**Assignment**
Every entry below must be retyped exactly, and the pictures must be left out.

**Raw data**
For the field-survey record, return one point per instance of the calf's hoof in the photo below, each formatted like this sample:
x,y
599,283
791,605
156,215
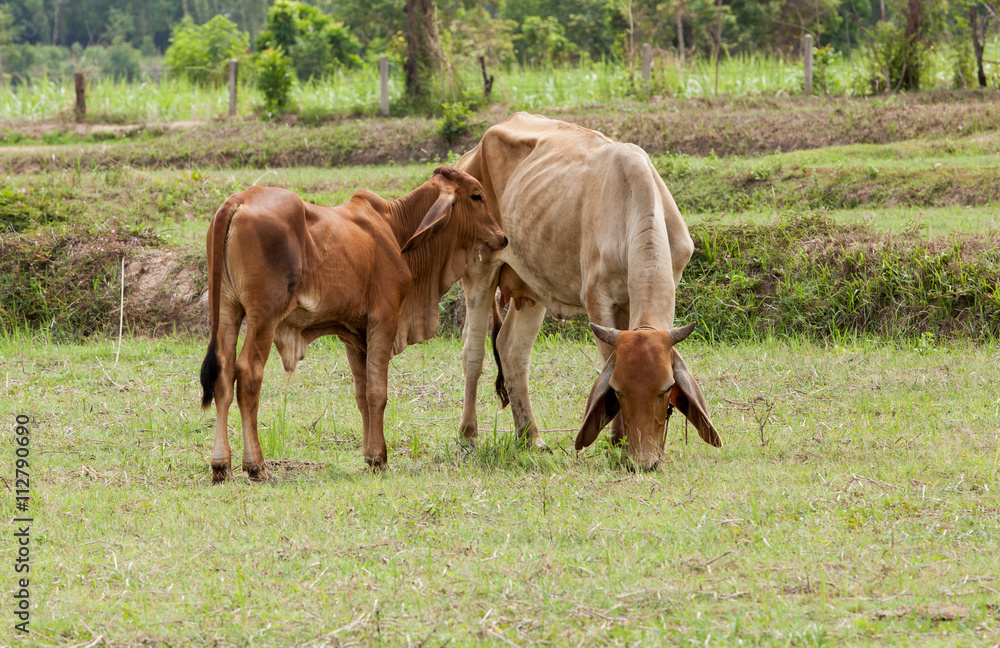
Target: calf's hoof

**Exercise solution**
For the field-survey record, return one point per instance of the calf's hoof in the photo below, each formatted like this sample:
x,y
599,283
791,605
156,215
Target: calf's hoof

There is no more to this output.